Document section »
I’ve only seen BREWSTER McCLOUD once, years ago, and I remember 1) thinking how much you could tell that movie influenced P.T. Anderson and 2) wishing to have seen Stacy Keach’s character a couple more times.
@preston – Agreed. You also can see how, maybe more often than not, he was his own worst enemy which also informed the produce for better or worse. Wish they would’ve gotten into O.C. AND STIGGS a little more. You have Altman and Hopper working together in the early 80s and not one interesting anecdote? Ah well. Entertaining book. The Kevin Spacey story left a bad taste in my mouth, too.
What’s the Kevin Spacey story?
Agree with Kent’s takedown of Nashville. Pauline’s jumping the gun and proclaiming it a masterpiece seemed to bully others into seeing more in it than is actually there. There are a few good bits, but overall it’s scattershot and smug in its superiority to the characters. Still, I love Henry Gibson’s performance of “For the Sake of the Children,” a wonderful parody of country mawkishness, and Karen Black’s crack about Julie Christie’s hair. In Zuckoff’s book, Gibson offers the most eloquent and insightful comments.
Bill: “What’s the Kevin Spacey story?”
Glenn: [bites tongue, hard]
But seriously…Bill, it’s worth getting the book itself and reading it entire, really; one may take issue with its aesthetic and whatnot, but it’s really…juicy material. Suffice it to say that Spacey is referred to herein as “the Norman Bates of show business.”
Bill, I agree – Keith Carradine and Lily Tomlin act the scene beautifully. If the scene were in a different film, I might like it more. But it’s in a grand bicentennial panorama in which multiple varieties of then contemporary American callousness are dutifully ticked off – the laid back, self-centered womanizing musician is variation , or something, next door to the insensitive husband, the egomaniac country music titan, the smooth political operative, the unthinking young girl, etc., all preying on the naïve and the good-hearted. The more I think about it, the worse it becomes. As for the ending, “improbable” may be the wrong word choice – how about “ridiculously unlikely?” I know what you’re getting at – that assassinations are never predictable, therefore always improbable. So let me put it this way. In this movie, with these characters performing these actions, there is absolutely no way I believe this action as anything but a very, very crude rhetorical device, capped by one of the crudest declarations in modern movies: “This isn’t Dallas, this is Nashville…” Yuck.
But, to each his/her own.
While Robin Wood is certainly correct about Altman’s sometimes superficial lifting from European models, and Makavajev is exactly the kind of free spirit director one could see Altman borrowing from, I think he’s a bit off, or at least doesn’t give the whole picture, on this specific case. In McGilligan’s nasty* biography Jumping Off the Cliff one of the director’s old cohorts from his industrial film days traces Auberjonois’s lecture to a “wrap-around” format–a constant return to the narrator/lecturer, addressing an unseen audience, interspersed with filmed bits demonstrating the information–common to educational films of the type Altman churned out during his formative years as a director. Maybe a double-barreled influence, Calvin films for the structure and Makavejev for the increasingly grotesque transformation (though I also see a bit of Freaks there myself: “One of us,” as the cops chant in The Player.)

Stored records »
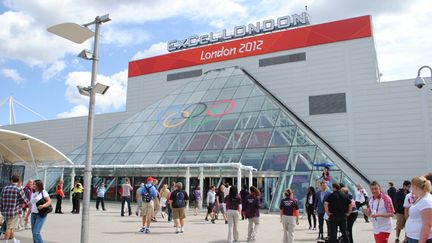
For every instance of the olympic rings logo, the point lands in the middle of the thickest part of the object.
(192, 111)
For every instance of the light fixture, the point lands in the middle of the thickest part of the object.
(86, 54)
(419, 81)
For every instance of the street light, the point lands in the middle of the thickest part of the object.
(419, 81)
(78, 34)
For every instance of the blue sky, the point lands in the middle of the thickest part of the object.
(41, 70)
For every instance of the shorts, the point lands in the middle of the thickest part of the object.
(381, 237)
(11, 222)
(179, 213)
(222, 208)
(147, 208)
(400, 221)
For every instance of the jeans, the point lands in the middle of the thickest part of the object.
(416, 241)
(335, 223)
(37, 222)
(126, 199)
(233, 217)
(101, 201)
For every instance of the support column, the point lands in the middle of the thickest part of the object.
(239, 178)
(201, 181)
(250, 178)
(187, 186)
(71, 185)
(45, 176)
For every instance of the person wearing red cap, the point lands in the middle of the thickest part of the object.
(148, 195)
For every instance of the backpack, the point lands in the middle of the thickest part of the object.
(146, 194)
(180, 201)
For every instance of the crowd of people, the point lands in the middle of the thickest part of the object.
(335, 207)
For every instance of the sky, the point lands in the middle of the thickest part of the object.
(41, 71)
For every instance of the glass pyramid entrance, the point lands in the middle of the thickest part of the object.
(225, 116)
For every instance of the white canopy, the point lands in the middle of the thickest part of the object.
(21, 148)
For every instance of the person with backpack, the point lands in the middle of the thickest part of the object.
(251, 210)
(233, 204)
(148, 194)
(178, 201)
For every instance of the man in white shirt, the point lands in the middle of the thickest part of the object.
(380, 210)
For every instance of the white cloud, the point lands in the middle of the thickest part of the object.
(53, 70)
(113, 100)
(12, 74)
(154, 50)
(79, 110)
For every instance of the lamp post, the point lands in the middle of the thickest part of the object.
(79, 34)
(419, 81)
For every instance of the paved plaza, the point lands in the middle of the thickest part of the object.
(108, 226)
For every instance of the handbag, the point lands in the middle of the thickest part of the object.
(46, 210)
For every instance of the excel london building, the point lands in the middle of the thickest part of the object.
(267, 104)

Aim of the exercise » Extend the comment thread about Robert Altman's films, beginning after its final comment.

Answer to the problem »
Preston: “Reading this book, I got the feeling that none of those projects were more significant to Altman than others, he’d just put his head down, charge through and fuck the begrudgers.”
An excellent summation, and one of the reasons that Altman always struck me (probably an unflattering burst of chauvinism on my part, I admit) as so exemplary an American director. Like how Eastwood followed up the dawning critical recognition for his directorial talents on Outlaw Josey Wales by helming The Gauntlet, except Altman played that zigzag move for three straight decades.
And I love Nashville (bill’s right, a lot of it works better in action than it has any right to on the page), but agree it’s unfortunately overshadowed other, greater, efforts, California Split chief among them.
*Impossible to do an honest portrait of Altman without pointing out some remarkably asshole moves from Altman throughout his career, sure, but McGilligan dwells on them and relishes the takedowns from peers too much for my taste.
Michael – I don’t even like Kael, so she didn’t bully me into anything.
Glenn – Well now I guess I’d better! But I will, honestly. Somehow, I just forgot it existed, even after that foofaraw over the one “review”…
Kent – Fair enough. Cliches rarely feel like cliches when employed by Altman at his most discerning, so what can you do? If it works (for me), it works (for me). But the line about NASHVILLE being so smug and superior never made sense to me – I often think that what critics of NASHVILLE claim Altman tried and failed to do is not what he was ever trying to do, and is therefore not failing to do it. You know what’s smug and superior? M*A*S*H.
So, yeah, to each his own.
The most jaw-dropping quotes in the Zuckoff book are from the Matthew Modine/Jane Adams spat. Boy, would I have loved to be a fly on that wall. Or not.
Anyway, yeah, it’s an essential book, although one wishes it were 100 pages longer (and you KNOW that material exists & just didn’t make the cut).
I do love Nashville and it may be one of my all time favorites. I feel more like the film is a loose essay on ‘celebrity’ than ‘America in 76’. Most everyone in that film is dealing with recognition issues, wanting be noticed, to be seen, to put on a show. One could fairly say “that WAS what America was about in ‘76” but to me the characters are too sensitively drawn, positively or negatively, to be a mawkish parody. To me Altman wasn’t a ‘deep issue’ kinda filmmaker. Absurdist, absolutely. I don’t see as him trying to capture the American zeitgeist, but maybe showing the foibles of the famous and those who wanted to get that way.
And I loved Geraldine Chaplin’s character; I thought she was the most absurd of them all. But like most of Altman, each to their own.
I agree with everything Preston just said.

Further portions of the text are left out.